● Work instructions
Format the data below as a numbered list, one entry per line, and leave out any blank lines.

● Supplied information

┄┄┄┄┄┄┄┄┄┄

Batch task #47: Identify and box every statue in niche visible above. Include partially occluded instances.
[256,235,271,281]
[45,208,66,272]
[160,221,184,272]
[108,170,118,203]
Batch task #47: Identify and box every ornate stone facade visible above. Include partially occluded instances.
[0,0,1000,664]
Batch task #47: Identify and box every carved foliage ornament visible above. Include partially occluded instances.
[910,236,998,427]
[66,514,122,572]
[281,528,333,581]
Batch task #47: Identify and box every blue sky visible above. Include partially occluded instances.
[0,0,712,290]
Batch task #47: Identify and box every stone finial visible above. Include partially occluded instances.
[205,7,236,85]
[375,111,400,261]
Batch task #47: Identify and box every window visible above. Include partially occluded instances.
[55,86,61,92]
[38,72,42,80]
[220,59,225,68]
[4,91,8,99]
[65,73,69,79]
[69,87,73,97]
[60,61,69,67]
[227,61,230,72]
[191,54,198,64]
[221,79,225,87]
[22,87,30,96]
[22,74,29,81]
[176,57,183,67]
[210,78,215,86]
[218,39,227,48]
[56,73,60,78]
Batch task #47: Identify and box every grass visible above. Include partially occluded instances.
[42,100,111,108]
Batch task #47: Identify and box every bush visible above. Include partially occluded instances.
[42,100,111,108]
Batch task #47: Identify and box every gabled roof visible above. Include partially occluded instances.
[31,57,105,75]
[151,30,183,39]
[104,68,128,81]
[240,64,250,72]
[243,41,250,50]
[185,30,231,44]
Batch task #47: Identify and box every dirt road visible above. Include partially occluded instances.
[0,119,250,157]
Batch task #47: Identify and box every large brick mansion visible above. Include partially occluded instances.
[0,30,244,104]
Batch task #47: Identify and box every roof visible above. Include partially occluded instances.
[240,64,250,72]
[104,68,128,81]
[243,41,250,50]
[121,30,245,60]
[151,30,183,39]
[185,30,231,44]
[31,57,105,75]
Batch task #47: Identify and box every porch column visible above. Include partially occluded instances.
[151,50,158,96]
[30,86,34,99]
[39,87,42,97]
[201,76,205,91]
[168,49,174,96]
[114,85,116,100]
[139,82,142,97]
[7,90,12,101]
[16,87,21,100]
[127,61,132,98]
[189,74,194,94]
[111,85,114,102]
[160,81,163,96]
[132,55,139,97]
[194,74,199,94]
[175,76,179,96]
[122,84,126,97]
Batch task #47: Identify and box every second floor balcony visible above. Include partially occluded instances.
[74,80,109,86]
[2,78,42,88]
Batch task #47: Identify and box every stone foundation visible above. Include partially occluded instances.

┄┄┄┄┄┄┄┄┄┄

● Response to the task
1. Batch task #47: Identify and box every statue in niche visible above. Include partially occluded instances.
2. [256,235,271,281]
3. [45,208,66,272]
4. [160,221,184,272]
5. [108,170,118,203]
6. Batch task #47: Identify and box every ornate stone facade visible above. Include partially occluded instances.
7. [0,0,1000,664]
8. Batch task #47: Identify and box every carved foliage ornament visible above. Include partially occluded instances.
9. [910,236,998,427]
10. [66,514,122,572]
11. [281,528,333,581]
12. Batch task #47: Identify and box every blue sky visible above. Include partially occluded instances.
13. [0,0,712,290]
14. Batch task #47: Identify and box every stone finial visible above. Include partially occluded instances.
15. [205,7,236,85]
16. [375,111,400,261]
17. Batch task #47: Identify and box every window visible above. Include partially occluded instances.
18. [55,86,61,92]
19. [38,72,42,80]
20. [220,59,225,68]
21. [4,91,8,99]
22. [65,73,69,79]
23. [69,87,73,97]
24. [60,61,69,67]
25. [227,61,230,72]
26. [191,54,198,64]
27. [221,79,225,87]
28. [22,87,30,96]
29. [22,74,29,81]
30. [176,57,183,67]
31. [210,78,215,86]
32. [218,39,227,48]
33. [56,73,60,78]
34. Batch task #47: Identify and box every grass visible above. Include partially occluded instances.
35. [42,100,111,108]
36. Batch task #47: Identify and box every bush visible above. Include partially occluded instances.
37. [42,100,111,108]
38. Batch task #47: Identify and box every gabled roof visible above. Include partially occluded instances.
39. [31,57,105,75]
40. [151,30,183,39]
41. [104,68,128,81]
42. [240,64,250,72]
43. [243,41,250,50]
44. [185,30,231,44]
45. Batch task #47: Identify and box every dirt road visible above. Include partially occluded instances.
46. [0,119,250,157]
47. Batch task #47: Identify and box every large brick mansion visible above. Include partially occluded instances.
48. [0,30,244,104]
49. Batch task #47: Identify and box every roof visible above. Include partially occluded instances.
50. [240,64,250,72]
51. [104,68,128,81]
52. [243,41,250,50]
53. [121,30,245,60]
54. [151,30,183,39]
55. [185,30,231,44]
56. [31,57,105,75]
57. Batch task #47: Identify and box every porch column visible above. Include partially occluded instances.
58. [151,50,158,96]
59. [30,86,34,99]
60. [39,87,42,97]
61. [201,76,205,91]
62. [168,49,174,96]
63. [114,85,116,100]
64. [139,82,142,97]
65. [7,90,12,101]
66. [16,87,21,100]
67. [127,61,132,98]
68. [189,74,194,94]
69. [111,85,114,102]
70. [160,81,163,96]
71. [132,55,139,97]
72. [194,74,199,94]
73. [175,76,179,96]
74. [122,84,126,97]
75. Batch task #47: Identify and box every second floor balcony visible above. Include partially occluded instances.
76. [74,80,109,86]
77. [2,78,42,88]
78. Batch task #47: Identify and box every stone foundation visible above. Include partially occluded instances.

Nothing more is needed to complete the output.